**AIM**
Report how many lines of the listing below contain the string "found", matching case exactly, and give only that number.

**STORED ROWS**
────────────────────────────────────────

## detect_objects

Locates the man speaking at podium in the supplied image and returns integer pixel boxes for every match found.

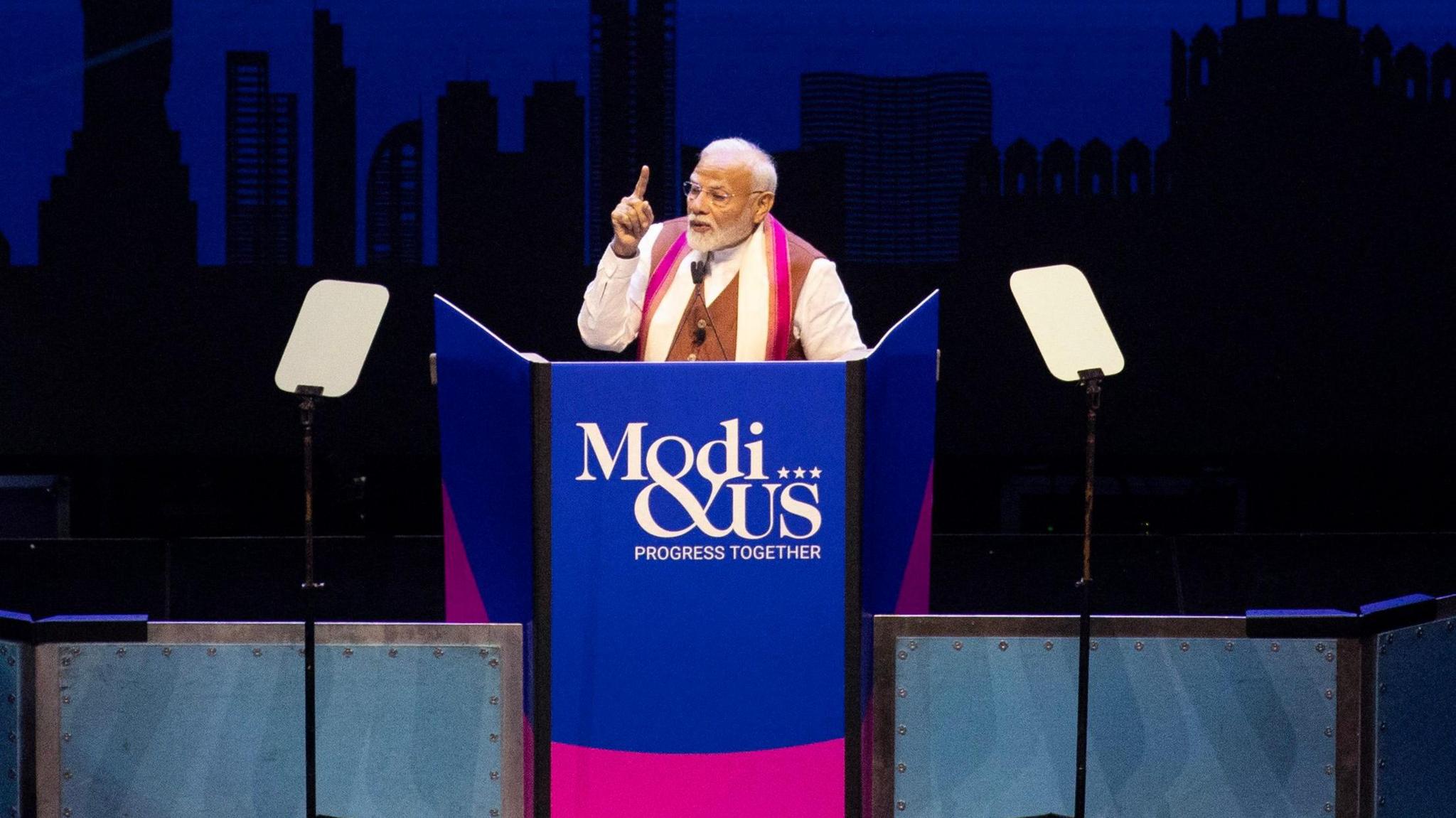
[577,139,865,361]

────────────────────────────────────────

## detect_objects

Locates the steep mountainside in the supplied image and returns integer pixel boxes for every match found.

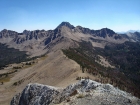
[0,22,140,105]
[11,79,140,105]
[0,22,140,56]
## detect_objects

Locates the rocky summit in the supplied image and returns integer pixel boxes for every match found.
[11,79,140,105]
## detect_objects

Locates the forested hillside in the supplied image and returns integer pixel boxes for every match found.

────────────────────────────────────────

**WRITTEN REPLY**
4